给定任务 1 –
请根据所给文本回答:
(a) 文本讲的是哪一题(题号和题名)?
(b) 按“思路”部分,取子串之前要先对 \(s\) 做什么处理?
(c) 代码中常量 maxn 被设为多少?
==== 所给文本 ====
Educational Codeforces Round 101
E. A Bit Similar
题意:
寻找长度为\(k\)且字典序最小的\(01\)串\(t\),满足\(01\)串\(s\)的所有长度为\(k\)的子串均与\(t\)至少存在一个位置有相同的字符(位置需对应)
思路:
\(s\)取反后取出所有长度为\(k\)的子串,则\(t\)除了这\(n-k+1\)个串都可以取,取字典序最小的即可
#include
using namespace std;
typedef long long ll;
const int maxn = 1000010;
char s[maxn];
int sum[maxn], vis[maxn];
void output(int n, int k) {
string ans = "";
while (n) {
if (n & 1)
ans += '1';
else
ans += '0';
n >>= 1;
}
while (ans.size() < k) ans += '0';
reverse(ans.begin(), ans.end());
cout << ans << '\n';
}
int main() {
int t, n, k;
scanf("%d", &t);
while (t--) {
scanf("%d%d%s", &n, &k, s + 1);
for (int i = 1; i <= n; i++) {
s[i] ^= 1;
sum[i] = sum[i - 1] + s[i] - '0';
}
int top;
if (k <= 20) {
top = min((1 << k) - 1, n - k + 2);
for (int i = 0; i <= top; i++) vis[i] = 0;
for (int i = 1; i <= n - k + 1; i++) {
ll cnt = 0, base = (1 << (k - 1));
for (int j = 0; j < k; j++) {
if (s[i + j] == '1')
cnt += base;
base >>= 1;
}
if (cnt <= top) vis[cnt] = 1;
}
} else {
top = n - k + 2;
for (int i = 0; i <= top; i++) vis[i] = 0;
for (int i = 1; i <= n - k + 1; i++) {
if (sum[i + k - 19] - sum[i - 1]) continue;
ll cnt = 0, base = (1 << 19);
for (int j = 0; j < 20; j++) {
if (s[i + k - 20 + j] == '1')
==== 数据行 ====
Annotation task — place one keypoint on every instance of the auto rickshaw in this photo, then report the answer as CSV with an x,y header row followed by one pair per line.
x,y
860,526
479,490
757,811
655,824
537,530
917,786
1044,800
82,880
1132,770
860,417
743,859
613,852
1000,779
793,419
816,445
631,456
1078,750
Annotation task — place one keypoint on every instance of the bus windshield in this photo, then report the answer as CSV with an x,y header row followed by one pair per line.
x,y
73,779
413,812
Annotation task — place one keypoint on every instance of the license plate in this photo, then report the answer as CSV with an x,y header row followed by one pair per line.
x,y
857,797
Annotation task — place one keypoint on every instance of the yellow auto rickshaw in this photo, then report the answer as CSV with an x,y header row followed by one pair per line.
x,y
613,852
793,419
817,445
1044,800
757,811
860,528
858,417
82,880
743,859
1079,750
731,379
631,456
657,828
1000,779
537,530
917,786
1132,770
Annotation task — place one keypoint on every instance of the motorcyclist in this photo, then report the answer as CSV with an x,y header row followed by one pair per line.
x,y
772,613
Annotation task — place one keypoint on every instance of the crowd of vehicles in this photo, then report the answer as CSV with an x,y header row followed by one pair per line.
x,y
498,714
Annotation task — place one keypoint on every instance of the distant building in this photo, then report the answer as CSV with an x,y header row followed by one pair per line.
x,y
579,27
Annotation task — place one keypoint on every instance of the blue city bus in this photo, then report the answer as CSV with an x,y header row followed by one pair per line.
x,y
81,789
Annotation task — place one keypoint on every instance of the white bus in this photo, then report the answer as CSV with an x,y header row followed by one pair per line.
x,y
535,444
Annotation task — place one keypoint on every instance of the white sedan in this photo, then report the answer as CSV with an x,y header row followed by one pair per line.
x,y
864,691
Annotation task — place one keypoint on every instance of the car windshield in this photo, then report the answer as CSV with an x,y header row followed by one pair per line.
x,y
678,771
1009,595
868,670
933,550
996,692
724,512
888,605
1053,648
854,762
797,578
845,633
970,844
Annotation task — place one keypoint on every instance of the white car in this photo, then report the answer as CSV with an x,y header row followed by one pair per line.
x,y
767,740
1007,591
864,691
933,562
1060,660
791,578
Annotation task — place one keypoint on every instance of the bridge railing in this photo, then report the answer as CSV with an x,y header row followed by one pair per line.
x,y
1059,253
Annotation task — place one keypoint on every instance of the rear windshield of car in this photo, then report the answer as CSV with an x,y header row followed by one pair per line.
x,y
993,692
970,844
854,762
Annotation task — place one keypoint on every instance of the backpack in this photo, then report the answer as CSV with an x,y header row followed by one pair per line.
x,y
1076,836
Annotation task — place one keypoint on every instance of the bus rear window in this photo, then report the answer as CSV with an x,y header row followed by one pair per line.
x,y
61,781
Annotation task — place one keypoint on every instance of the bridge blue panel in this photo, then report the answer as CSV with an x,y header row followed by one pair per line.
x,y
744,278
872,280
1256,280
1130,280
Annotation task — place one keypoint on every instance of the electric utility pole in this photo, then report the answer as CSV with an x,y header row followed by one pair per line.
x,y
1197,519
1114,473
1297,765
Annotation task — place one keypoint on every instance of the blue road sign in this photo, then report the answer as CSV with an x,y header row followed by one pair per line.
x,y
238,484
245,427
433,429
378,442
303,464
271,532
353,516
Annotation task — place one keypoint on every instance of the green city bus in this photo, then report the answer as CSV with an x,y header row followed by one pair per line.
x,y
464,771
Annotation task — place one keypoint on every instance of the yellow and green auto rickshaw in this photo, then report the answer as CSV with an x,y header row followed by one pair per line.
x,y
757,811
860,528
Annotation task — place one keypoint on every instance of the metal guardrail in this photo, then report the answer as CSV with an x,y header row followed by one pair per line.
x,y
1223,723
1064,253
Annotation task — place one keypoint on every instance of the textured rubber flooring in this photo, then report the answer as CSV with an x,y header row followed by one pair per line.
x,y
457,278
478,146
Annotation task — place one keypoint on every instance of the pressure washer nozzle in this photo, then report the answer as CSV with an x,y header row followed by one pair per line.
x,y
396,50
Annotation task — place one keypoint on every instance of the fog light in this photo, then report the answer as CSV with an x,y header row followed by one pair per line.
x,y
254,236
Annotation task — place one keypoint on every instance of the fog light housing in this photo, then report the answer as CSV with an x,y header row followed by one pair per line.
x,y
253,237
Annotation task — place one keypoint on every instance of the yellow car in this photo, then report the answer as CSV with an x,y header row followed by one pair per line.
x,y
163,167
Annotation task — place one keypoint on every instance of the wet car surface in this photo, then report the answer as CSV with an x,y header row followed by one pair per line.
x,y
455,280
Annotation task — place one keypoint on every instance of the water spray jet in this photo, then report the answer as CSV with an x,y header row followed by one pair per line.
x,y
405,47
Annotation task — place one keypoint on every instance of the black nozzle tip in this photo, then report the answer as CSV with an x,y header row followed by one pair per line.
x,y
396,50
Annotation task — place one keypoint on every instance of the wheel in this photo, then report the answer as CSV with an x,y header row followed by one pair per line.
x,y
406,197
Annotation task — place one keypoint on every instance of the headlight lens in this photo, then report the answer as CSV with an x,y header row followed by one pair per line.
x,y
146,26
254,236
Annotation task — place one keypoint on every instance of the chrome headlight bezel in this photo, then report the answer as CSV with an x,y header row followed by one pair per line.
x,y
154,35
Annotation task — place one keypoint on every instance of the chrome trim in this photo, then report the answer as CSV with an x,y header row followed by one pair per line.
====
给定任务 2 –
请重写记录中从含有“of the headlight”的那一行起直到记录末尾的各行(首尾两行都包括在内),标注要求也一并写出,并把答案中的每个坐标值都加上94。

正确输出 1 –
(a) E. A Bit Similar
(b) 取反
(c) 1000010

正确输出 2 –
Annotation task — place one keypoint on every instance of the headlight lens in this photo, then report the answer as CSV with an x,y header row followed by one pair per line.
x,y
240,120
348,330
Annotation task — place one keypoint on every instance of the chrome headlight bezel in this photo, then report the answer as CSV with an x,y header row followed by one pair per line.
x,y
248,129
Annotation task — place one keypoint on every instance of the chrome trim in this photo, then report the answer as CSV with an x,y header row followed by one pair per line.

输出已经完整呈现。